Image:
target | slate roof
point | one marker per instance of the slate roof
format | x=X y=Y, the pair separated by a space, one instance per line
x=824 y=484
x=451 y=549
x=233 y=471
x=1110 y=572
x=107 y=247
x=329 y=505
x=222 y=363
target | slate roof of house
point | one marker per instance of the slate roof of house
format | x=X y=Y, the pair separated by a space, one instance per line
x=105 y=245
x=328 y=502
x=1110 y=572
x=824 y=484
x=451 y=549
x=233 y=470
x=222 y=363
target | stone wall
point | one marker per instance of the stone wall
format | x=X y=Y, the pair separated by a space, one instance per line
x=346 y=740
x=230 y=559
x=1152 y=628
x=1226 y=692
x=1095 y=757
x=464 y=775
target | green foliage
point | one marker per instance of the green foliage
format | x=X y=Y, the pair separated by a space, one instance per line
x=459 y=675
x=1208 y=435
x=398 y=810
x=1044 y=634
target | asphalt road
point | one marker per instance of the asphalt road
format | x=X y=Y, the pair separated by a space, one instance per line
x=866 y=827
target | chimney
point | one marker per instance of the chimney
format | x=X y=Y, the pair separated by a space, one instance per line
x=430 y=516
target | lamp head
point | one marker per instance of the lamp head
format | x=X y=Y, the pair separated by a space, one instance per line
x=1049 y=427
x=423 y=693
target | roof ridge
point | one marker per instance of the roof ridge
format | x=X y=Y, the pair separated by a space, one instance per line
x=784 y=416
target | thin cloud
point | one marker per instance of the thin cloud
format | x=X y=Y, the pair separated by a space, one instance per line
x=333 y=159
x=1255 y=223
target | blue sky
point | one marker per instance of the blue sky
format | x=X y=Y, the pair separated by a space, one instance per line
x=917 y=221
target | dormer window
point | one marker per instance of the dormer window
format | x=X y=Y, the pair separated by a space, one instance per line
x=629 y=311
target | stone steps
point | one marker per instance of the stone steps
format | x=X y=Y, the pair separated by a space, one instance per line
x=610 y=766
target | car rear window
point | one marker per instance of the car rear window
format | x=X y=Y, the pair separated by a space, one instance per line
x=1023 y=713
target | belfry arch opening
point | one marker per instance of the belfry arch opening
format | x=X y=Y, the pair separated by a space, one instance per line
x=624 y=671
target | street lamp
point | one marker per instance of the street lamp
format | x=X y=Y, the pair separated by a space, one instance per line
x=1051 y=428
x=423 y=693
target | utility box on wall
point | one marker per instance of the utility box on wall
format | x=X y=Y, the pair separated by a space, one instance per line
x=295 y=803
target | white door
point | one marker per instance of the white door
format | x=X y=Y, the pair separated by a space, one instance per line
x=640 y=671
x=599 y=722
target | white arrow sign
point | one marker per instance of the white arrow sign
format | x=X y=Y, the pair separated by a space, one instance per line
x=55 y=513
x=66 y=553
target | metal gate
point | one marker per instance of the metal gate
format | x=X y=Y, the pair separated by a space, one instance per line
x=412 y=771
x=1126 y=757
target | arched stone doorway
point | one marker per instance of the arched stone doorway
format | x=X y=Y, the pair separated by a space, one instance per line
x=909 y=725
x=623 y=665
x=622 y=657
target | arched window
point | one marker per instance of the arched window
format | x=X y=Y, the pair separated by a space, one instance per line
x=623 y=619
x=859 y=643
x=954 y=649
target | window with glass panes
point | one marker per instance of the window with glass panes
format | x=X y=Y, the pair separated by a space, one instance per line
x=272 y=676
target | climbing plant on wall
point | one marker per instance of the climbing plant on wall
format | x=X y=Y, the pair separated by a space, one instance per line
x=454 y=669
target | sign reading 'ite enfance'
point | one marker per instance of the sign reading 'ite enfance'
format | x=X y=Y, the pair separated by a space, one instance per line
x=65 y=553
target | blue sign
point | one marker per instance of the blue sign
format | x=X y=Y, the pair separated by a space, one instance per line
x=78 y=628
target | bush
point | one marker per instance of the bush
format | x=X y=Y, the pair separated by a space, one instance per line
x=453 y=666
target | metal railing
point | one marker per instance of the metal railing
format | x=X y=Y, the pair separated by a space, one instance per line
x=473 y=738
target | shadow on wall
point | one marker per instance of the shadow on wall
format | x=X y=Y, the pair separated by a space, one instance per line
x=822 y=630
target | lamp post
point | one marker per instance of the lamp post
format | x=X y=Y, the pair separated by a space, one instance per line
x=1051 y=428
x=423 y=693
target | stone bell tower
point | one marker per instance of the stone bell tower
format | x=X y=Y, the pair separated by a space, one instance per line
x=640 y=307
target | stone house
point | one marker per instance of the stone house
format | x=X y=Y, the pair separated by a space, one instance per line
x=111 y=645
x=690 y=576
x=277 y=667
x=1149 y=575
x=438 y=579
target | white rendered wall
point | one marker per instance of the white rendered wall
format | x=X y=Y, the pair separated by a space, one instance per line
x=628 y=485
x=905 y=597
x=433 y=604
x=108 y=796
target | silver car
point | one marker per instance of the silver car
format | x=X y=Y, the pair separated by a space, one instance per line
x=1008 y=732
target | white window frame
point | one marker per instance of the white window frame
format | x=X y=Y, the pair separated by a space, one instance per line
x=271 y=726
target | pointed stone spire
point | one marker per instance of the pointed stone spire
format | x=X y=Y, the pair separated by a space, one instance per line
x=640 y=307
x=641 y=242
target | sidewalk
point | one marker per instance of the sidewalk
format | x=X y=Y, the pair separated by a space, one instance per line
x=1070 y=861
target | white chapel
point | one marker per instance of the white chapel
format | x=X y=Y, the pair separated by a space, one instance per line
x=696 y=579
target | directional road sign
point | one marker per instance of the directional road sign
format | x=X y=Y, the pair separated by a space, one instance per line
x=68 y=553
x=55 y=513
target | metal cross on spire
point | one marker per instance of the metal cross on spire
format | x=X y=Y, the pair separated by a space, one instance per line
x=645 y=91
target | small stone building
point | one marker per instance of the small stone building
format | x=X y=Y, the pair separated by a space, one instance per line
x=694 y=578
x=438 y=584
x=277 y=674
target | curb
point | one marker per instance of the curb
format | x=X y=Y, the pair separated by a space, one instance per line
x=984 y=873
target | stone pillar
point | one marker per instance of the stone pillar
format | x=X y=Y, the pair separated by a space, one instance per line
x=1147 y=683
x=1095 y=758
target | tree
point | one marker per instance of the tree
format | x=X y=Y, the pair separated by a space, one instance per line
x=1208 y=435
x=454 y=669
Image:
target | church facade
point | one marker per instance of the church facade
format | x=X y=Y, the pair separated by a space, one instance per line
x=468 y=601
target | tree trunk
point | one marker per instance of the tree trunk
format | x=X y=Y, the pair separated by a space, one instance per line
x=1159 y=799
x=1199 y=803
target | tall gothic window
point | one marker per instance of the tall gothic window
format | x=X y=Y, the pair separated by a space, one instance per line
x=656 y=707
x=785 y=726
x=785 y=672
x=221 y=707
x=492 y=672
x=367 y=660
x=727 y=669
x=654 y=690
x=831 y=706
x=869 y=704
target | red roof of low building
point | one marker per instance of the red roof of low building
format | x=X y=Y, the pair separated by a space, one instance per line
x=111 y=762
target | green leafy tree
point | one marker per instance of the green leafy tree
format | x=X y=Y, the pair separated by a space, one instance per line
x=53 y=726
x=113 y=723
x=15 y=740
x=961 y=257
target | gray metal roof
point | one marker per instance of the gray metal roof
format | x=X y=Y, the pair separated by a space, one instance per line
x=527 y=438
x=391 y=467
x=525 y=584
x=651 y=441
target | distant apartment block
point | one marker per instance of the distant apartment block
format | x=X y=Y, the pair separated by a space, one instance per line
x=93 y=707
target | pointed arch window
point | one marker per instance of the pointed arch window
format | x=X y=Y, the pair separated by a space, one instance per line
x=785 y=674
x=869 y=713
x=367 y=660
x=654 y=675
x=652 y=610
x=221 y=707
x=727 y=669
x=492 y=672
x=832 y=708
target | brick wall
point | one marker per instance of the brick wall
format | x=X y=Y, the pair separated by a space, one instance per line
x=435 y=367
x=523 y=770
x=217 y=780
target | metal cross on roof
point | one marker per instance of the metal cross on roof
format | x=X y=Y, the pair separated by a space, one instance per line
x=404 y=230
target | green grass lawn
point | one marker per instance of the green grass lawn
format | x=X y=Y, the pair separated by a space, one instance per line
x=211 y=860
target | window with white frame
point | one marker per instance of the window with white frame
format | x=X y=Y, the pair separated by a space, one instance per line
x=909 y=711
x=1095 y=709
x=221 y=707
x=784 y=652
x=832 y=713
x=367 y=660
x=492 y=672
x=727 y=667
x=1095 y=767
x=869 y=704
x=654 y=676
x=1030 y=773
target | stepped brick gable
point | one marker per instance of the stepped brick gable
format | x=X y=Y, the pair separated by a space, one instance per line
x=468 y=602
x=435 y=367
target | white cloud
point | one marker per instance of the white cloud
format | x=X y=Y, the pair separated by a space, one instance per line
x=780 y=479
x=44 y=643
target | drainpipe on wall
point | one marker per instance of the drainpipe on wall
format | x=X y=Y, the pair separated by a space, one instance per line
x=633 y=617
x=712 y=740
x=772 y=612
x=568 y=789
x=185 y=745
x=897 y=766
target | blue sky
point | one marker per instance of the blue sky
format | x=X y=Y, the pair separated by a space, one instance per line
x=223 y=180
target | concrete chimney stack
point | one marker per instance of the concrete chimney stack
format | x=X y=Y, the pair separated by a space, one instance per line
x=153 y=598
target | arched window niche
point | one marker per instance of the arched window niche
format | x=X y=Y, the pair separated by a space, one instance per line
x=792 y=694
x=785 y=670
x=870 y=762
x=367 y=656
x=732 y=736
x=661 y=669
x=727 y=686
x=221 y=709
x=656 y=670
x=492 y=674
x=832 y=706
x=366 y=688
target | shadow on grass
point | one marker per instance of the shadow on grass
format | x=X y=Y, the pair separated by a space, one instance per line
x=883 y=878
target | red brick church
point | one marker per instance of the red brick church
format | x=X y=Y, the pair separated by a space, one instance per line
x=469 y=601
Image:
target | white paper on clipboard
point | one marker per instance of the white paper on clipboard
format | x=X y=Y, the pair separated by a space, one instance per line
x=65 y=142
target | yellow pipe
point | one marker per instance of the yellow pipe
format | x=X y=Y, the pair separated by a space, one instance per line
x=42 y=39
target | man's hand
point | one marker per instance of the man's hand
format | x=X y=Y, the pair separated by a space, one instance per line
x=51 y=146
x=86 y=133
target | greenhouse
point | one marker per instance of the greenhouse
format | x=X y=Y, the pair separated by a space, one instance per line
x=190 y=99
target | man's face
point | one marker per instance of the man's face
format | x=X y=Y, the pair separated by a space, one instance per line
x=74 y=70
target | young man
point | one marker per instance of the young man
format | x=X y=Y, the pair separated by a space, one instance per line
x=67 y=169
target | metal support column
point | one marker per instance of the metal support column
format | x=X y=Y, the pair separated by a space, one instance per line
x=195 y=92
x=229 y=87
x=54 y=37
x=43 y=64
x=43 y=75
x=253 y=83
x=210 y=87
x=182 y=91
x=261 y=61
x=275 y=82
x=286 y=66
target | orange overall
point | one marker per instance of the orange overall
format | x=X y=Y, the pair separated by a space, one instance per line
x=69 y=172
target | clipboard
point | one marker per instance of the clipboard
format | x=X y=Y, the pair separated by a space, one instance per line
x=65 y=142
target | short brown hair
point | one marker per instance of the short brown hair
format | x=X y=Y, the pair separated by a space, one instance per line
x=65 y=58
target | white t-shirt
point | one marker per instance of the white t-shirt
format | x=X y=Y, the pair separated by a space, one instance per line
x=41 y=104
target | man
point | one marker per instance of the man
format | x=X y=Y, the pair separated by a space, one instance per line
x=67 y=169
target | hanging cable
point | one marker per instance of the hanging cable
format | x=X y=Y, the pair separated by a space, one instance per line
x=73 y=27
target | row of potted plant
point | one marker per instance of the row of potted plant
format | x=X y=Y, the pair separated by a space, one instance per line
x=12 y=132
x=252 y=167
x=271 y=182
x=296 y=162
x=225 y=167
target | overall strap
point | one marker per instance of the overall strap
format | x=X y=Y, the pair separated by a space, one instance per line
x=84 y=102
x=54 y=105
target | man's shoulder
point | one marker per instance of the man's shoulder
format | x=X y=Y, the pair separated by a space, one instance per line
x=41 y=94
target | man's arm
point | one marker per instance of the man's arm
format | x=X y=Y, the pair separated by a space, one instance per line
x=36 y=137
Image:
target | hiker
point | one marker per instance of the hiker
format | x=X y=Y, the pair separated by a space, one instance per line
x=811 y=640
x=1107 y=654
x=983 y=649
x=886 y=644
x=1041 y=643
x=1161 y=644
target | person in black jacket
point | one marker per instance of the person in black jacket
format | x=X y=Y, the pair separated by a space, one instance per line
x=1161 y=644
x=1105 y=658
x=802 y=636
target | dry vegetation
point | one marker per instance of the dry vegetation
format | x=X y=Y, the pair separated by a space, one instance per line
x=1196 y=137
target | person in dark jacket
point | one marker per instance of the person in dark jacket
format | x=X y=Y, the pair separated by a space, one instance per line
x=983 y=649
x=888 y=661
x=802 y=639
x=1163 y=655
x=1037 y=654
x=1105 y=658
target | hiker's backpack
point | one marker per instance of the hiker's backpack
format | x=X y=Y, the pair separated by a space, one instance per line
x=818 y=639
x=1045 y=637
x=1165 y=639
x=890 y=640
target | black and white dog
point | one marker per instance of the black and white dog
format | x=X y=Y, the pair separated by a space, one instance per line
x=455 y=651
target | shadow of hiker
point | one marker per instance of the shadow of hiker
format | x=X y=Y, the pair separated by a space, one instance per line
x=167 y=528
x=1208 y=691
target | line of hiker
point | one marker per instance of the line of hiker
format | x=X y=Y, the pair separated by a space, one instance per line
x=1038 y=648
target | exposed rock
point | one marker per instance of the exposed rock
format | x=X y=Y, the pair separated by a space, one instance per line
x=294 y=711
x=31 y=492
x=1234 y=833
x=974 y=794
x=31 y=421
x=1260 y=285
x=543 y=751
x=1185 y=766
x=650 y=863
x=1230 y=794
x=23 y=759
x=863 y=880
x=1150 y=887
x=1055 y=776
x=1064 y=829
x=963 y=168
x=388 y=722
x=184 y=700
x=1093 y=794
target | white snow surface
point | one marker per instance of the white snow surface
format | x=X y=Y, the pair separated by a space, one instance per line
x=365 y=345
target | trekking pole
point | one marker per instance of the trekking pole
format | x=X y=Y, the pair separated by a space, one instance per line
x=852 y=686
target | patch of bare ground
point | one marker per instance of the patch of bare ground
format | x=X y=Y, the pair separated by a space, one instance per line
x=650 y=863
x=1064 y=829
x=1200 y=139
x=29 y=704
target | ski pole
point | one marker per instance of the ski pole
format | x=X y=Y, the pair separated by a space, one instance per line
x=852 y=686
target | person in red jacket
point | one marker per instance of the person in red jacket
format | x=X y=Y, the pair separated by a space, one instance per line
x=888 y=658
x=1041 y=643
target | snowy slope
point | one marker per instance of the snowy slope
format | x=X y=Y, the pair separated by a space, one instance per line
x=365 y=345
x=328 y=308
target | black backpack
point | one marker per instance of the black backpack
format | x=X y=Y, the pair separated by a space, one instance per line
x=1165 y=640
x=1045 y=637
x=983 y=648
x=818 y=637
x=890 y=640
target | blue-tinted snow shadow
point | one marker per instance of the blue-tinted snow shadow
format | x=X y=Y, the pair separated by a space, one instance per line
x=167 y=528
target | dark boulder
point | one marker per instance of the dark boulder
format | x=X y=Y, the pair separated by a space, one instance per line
################
» The problem:
Reproduce the listing word for word from its first line up to and including the line with "target | stone wall". Give no other lines.

» Your response:
Image:
target | slate roof
point | one marker per instance of the slate roof
format | x=X y=Y, the pair separated by a space, one instance per line
x=824 y=484
x=451 y=549
x=233 y=471
x=1110 y=572
x=107 y=247
x=329 y=505
x=222 y=363
target | slate roof of house
point | one marker per instance of the slate roof of house
format | x=X y=Y, the pair separated by a space, one instance per line
x=105 y=245
x=328 y=502
x=1110 y=572
x=824 y=484
x=451 y=549
x=233 y=470
x=222 y=363
target | stone wall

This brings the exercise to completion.